● **Aim of the task**:
Answer these questions from the passage on stem cells below:
(a) What is the process called that shifts a stem cell from self-renewal to a state of change?
(b) What are the special protected areas where adult stem cells remain called?
(c) What are embryonic stem cells isolated from?

● **Reading passage**:
○ ○ ○
Beyond representing the future of medicine, stem cells are a part of our past and present. Every person developed from the embryonic stem cells within a fertilised embryo and our critical organs are maintained on a daily basis by adult stem cells. The future of stem cell biology and their use in treatments and biotechnology (e.g. toxicity testing) lies in our ability to unlock the characteristics that make these cells “tick”.
Key features of stem cells to consider are how do they remain stem cells and how do we change them into other cells, but first we need to ask ourselves: What is a stem cell? Stem cells can be considered “blank slate” cells like brand new dough, until external signals prompt the “blank” cell to form new cells, much like one would mould and shape dough. This is a process known as differentiation. Differentiation is a process initiated by the stem cell that upsets an initial process called self-renewal. Effectively this shifts the cell from a cycle of self-renewal (i.e. remaining as-is) to a state of change. Further to this question we can pose the query: How many types of stem cells are there? This question however leads us into the murky waters that have grown with the stem cell field, the controversial aspect of stem cells.
Types of Stem Cells
Before we can discuss the controversy that weaves its way along with the development of stem cells, we have to discuss the types of stem cells. We will focus on two types: pluripotent and adult stem cells. To understand these cells, we need to introduce the concept of potency (illustrated). Cell potency is best described as a cell’s potential to become different. If we consider development of a human being (or any organism), an entire being forms from a fertilised embryo this is termed totipotency. The cells within the embryo do all the hard work in that they possess the potential to form any cell type of the germ layers, except that they cannot form a whole embryo; therefore embryonic stem cells are pluripotent. As an organism develops, small pockets of stem cells remain in special protected areas called stem cell niches. These cells are the adult stem cells and possess reduced potency, to a degree where they can only form cells within a specific tissue type e.g. haematopoietic stem cells in the bone marrow form cells of the entire blood system.
Controversy and Ethics
The stem cell controversy is linked to both potency and the source of the cells. Embryonic stem cells, as the name suggests, are isolated from fertilised blastocysts (known as the inner cell mass). This naturally raises a religious and ethical debate around the use of these cells. Many people have pointed out that typically the embryos used to source the inner mass cells were created for in vitro fertilization (IVF) purposes and were going to be destroyed if not used in IVF procedures. It should be noted that human embryos would not purposefully be created for embryonic stem cell isolation.
○ ○ ○
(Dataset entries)
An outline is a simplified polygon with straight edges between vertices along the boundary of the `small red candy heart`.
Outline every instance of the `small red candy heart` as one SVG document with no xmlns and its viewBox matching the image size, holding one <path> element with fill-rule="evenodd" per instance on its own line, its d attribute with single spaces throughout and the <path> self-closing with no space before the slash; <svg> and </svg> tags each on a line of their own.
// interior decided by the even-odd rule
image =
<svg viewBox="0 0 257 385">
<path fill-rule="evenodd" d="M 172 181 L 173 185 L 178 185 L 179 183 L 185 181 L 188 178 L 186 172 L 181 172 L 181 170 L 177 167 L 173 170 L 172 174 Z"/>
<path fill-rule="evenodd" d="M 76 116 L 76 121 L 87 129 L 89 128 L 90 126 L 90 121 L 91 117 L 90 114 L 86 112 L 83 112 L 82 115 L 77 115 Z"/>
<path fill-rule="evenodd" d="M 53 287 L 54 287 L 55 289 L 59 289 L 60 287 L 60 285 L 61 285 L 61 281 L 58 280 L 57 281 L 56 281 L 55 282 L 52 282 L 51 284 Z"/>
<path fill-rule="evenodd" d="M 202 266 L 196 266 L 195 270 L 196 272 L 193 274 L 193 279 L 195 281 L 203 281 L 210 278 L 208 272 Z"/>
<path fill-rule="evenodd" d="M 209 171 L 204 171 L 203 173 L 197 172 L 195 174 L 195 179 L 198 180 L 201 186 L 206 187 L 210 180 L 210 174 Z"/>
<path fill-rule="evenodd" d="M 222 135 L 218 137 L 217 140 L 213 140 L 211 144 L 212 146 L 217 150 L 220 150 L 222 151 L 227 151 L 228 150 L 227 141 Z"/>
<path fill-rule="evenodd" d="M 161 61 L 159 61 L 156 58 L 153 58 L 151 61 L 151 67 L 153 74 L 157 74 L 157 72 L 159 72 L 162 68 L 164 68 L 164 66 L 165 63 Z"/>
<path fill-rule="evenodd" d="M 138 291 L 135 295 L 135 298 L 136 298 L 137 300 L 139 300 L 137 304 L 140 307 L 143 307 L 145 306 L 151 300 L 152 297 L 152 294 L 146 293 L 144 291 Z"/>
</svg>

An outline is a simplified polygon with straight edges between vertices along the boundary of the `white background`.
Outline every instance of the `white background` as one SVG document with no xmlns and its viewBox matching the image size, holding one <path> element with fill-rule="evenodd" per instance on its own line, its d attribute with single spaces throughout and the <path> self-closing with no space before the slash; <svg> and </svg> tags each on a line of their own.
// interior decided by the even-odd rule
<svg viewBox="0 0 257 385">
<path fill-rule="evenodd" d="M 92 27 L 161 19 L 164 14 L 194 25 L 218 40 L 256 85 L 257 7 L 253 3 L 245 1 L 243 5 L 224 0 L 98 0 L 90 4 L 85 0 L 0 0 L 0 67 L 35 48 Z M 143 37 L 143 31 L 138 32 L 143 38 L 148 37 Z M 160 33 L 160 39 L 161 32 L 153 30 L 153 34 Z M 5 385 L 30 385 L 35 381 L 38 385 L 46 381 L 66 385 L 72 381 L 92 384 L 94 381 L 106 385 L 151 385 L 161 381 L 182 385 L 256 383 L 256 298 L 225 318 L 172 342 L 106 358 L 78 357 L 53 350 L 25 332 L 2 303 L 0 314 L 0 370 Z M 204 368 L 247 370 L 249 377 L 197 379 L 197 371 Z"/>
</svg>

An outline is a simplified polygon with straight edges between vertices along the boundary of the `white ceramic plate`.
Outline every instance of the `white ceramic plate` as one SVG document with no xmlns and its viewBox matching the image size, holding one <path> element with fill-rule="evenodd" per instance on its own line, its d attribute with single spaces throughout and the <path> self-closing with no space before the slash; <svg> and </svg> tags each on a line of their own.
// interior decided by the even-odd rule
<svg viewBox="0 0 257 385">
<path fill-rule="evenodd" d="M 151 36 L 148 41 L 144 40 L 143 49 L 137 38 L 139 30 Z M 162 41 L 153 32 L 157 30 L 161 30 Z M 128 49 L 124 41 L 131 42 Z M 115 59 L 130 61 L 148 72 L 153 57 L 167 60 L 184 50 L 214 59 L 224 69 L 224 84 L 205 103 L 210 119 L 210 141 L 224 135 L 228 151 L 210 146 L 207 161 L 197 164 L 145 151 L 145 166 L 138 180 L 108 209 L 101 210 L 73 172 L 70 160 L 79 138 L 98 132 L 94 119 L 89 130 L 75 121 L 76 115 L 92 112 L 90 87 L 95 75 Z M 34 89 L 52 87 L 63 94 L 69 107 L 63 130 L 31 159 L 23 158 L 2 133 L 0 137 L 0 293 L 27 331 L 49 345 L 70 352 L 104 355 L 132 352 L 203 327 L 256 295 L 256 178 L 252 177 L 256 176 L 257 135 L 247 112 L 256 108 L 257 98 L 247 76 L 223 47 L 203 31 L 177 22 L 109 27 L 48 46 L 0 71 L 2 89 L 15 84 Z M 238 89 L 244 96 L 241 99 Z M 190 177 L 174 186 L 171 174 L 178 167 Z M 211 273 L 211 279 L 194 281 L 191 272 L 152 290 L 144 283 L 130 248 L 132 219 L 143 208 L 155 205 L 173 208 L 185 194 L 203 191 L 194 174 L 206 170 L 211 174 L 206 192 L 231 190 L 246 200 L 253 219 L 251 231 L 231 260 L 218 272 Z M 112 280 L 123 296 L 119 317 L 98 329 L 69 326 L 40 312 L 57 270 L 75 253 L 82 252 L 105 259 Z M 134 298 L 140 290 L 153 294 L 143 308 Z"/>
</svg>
○ ○ ○
● **Finished task**:
(a) Differentiation.
(b) Stem cell niches.
(c) Fertilized blastocysts (the inner cell mass).